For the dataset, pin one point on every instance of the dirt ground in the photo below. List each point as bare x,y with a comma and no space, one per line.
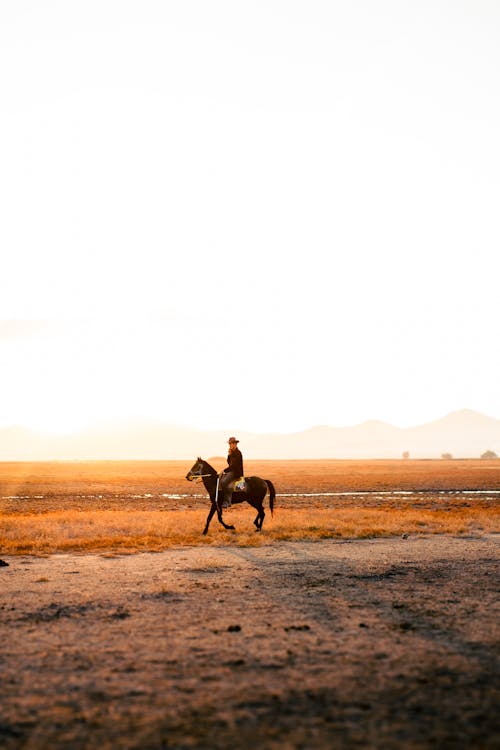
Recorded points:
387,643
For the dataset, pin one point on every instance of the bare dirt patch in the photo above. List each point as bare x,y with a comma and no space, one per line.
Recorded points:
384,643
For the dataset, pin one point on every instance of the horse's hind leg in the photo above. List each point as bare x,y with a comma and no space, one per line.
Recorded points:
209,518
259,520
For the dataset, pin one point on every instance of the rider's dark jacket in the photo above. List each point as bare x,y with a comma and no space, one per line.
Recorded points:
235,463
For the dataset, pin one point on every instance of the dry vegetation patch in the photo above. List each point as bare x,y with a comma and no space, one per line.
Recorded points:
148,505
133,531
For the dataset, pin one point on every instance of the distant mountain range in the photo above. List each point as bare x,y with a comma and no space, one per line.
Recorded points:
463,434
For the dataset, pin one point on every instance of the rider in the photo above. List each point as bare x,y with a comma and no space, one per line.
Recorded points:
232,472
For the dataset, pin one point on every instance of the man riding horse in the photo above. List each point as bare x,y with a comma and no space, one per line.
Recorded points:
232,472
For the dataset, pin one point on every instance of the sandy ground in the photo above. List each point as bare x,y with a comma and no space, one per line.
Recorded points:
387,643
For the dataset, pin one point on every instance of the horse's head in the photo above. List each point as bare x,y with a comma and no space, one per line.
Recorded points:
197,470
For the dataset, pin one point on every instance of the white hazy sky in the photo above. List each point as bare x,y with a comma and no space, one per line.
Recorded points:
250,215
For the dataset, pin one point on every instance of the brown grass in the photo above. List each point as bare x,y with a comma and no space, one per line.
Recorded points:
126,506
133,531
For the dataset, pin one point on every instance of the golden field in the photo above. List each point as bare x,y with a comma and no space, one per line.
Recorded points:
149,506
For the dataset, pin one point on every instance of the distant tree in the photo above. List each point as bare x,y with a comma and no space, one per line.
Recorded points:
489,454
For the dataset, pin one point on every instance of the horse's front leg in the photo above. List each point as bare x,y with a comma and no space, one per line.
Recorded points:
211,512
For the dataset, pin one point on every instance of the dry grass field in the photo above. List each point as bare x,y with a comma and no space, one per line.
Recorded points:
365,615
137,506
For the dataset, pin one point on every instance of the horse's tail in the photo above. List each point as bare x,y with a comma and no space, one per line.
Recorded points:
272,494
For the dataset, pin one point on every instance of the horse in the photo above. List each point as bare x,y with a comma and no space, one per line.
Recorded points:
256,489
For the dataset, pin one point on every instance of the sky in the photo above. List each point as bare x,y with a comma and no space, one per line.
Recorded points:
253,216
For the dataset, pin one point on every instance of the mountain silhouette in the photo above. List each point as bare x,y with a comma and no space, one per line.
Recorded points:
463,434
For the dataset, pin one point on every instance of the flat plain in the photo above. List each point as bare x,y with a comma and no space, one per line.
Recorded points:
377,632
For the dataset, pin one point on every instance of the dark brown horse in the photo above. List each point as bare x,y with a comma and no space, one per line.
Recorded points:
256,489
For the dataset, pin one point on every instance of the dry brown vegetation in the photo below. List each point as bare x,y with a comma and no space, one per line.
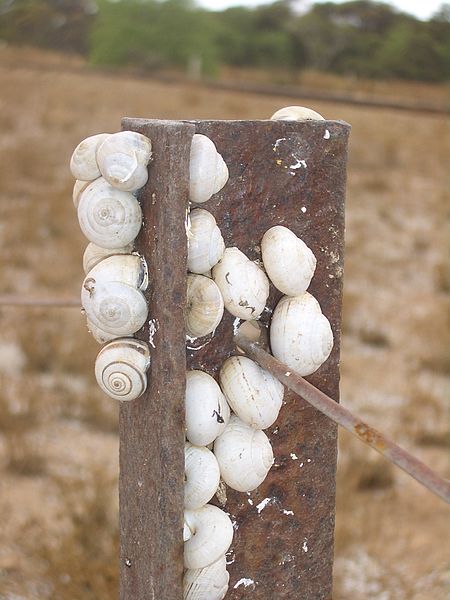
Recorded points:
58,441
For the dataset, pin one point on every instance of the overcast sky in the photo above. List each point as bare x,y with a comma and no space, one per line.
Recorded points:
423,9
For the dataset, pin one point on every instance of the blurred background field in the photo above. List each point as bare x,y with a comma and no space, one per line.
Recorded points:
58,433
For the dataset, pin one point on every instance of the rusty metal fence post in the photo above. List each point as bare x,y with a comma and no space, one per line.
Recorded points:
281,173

* * *

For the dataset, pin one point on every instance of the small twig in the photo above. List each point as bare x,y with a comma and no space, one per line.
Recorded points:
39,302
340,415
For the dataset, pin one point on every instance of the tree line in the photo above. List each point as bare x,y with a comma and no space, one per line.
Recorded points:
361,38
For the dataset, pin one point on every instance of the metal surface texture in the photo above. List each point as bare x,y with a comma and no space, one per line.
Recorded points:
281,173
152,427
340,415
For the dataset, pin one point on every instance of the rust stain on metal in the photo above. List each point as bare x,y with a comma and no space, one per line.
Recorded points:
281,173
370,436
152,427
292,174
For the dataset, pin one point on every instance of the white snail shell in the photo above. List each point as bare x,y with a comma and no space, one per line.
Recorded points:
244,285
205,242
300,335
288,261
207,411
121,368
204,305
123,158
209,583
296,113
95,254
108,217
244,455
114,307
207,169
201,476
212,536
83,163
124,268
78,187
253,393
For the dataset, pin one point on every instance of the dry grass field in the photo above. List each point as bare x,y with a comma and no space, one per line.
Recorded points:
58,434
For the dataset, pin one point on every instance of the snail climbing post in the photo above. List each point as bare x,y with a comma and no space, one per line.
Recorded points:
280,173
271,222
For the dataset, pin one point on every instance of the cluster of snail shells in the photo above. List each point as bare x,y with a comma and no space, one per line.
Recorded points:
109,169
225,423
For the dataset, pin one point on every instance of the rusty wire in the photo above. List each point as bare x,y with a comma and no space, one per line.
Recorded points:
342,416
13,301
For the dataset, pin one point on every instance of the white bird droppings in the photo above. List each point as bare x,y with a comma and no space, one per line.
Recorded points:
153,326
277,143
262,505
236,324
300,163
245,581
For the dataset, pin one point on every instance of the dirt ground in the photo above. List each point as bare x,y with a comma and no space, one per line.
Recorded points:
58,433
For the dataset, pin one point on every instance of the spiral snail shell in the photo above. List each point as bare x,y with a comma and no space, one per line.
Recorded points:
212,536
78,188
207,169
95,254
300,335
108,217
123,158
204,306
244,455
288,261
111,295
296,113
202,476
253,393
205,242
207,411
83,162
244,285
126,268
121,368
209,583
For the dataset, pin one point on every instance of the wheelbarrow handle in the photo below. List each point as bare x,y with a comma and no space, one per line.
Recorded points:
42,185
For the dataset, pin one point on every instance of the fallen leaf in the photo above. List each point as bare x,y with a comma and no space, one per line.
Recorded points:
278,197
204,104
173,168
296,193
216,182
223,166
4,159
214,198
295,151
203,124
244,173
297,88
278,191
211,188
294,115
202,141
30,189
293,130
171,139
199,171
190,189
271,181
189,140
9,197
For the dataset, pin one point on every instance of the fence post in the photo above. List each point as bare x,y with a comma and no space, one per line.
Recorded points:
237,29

== INSTRUCTIONS FOR THE TASK ==
Please go through the data above and copy each line that has the word "dirt".

== TASK SOLUTION ==
For the dataset, pin one point on every instance of the dirt ground in the photo below. List each point as bare x,y with a comma and no space, one per line.
For the dataset, pin one point on every instance of the bare dirt patch in the photo above. List each point as bare x,y with a comma and no space, one per line.
For the dataset, pin one point on every instance of the dirt ground in the photo above. List each point as bare x,y with a comma and no space, one per line.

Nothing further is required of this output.